** Required work **
Once you find the line with "segment each instance, simplified" in the entries below, return exactly every line from it through the line with "output: one SVG".

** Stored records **
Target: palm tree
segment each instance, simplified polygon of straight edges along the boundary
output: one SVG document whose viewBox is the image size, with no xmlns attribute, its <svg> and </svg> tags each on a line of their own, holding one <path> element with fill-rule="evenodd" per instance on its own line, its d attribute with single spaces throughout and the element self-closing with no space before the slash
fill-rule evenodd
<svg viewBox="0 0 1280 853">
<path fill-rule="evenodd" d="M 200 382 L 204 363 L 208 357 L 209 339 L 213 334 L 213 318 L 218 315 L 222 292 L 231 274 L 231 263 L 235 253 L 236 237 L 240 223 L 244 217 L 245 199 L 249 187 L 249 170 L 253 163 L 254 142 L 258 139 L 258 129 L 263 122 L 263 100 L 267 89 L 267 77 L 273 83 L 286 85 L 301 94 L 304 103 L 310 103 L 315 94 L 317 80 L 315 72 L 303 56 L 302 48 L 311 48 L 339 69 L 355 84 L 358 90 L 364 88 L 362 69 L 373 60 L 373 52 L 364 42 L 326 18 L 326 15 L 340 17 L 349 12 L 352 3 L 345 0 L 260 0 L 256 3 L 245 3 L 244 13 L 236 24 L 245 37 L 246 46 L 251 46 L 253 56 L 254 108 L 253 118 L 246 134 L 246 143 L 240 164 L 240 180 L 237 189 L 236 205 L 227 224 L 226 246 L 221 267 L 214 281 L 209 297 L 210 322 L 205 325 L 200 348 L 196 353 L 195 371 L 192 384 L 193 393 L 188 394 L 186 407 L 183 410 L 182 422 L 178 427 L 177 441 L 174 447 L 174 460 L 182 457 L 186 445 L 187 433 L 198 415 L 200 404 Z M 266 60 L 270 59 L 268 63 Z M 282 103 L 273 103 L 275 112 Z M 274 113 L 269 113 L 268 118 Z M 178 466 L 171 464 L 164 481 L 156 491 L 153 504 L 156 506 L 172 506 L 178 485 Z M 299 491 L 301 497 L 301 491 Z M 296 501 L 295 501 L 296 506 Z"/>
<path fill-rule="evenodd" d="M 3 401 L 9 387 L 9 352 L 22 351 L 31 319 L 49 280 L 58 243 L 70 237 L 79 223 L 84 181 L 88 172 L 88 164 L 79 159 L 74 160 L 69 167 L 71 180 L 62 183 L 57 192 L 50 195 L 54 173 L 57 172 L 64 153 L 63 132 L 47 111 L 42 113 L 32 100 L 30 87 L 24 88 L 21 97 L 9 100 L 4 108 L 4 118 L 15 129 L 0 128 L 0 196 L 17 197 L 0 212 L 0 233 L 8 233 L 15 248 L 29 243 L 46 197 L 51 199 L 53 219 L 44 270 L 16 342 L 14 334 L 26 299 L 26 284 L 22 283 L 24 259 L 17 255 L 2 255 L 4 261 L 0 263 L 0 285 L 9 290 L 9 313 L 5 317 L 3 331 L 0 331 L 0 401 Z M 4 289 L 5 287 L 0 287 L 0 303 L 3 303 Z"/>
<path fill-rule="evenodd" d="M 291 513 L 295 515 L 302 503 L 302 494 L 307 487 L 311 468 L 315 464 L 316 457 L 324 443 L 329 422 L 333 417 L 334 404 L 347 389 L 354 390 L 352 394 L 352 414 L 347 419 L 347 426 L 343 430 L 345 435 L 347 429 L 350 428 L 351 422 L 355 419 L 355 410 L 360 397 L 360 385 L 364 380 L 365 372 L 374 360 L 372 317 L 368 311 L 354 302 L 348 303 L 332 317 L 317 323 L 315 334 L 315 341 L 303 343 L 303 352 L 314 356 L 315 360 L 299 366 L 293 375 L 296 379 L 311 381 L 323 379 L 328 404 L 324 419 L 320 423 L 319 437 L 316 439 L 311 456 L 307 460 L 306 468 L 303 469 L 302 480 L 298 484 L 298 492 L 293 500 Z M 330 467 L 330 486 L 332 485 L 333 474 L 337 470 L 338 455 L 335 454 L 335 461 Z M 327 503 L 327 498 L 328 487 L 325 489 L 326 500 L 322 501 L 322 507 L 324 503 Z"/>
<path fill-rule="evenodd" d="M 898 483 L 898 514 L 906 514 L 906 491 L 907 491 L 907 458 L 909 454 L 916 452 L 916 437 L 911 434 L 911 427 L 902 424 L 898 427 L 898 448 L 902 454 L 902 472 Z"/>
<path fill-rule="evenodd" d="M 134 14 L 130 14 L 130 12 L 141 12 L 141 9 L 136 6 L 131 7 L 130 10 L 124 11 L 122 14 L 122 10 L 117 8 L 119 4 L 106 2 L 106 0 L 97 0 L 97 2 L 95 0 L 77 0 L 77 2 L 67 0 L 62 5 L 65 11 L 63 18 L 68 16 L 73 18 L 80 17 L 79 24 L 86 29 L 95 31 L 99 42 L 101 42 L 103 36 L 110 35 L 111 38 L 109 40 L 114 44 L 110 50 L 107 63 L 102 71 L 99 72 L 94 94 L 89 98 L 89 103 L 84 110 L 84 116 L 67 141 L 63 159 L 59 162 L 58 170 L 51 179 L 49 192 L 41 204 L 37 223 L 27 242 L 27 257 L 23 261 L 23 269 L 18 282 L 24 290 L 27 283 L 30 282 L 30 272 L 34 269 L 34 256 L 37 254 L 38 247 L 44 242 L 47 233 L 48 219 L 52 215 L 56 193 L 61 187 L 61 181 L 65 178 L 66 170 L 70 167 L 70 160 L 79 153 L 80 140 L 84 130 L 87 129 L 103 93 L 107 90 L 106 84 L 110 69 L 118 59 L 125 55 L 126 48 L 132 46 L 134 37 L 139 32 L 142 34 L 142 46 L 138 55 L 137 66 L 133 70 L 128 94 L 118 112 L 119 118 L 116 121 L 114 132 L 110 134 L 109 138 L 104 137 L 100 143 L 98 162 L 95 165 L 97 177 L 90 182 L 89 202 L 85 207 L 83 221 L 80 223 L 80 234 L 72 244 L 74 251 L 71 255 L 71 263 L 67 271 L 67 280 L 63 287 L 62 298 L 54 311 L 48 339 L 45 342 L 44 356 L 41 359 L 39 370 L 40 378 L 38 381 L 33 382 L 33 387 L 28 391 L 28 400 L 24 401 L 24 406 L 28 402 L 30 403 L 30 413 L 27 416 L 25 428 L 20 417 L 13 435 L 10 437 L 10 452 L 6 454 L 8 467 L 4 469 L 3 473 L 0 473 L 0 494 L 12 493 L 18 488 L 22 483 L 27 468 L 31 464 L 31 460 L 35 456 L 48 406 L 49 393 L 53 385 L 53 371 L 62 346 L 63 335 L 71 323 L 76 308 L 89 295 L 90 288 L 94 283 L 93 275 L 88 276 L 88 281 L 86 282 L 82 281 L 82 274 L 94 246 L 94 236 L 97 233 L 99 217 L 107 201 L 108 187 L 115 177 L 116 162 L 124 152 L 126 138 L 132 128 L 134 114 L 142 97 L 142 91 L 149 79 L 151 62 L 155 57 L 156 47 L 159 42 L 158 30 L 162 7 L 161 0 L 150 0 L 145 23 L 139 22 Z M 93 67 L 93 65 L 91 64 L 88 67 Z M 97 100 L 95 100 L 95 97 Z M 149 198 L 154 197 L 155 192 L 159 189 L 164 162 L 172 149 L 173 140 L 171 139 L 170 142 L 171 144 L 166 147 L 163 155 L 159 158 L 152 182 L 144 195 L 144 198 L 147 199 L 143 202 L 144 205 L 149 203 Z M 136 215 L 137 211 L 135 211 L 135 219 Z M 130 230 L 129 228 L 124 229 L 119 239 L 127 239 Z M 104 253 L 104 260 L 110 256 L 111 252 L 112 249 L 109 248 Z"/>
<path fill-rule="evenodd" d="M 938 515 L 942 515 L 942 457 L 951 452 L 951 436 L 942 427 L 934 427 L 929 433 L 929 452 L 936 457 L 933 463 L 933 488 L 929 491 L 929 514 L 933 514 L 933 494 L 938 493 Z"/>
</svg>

** Reply **
segment each instance, simplified polygon of straight edges along the boundary
output: one SVG document whose viewBox is the image size, with no xmlns attribute, its <svg> and </svg> tags each on a line of their own, holding one <path> element with fill-rule="evenodd" per instance on its own line, its d attribute with single spaces throughout and the element self-closing with no space before the slash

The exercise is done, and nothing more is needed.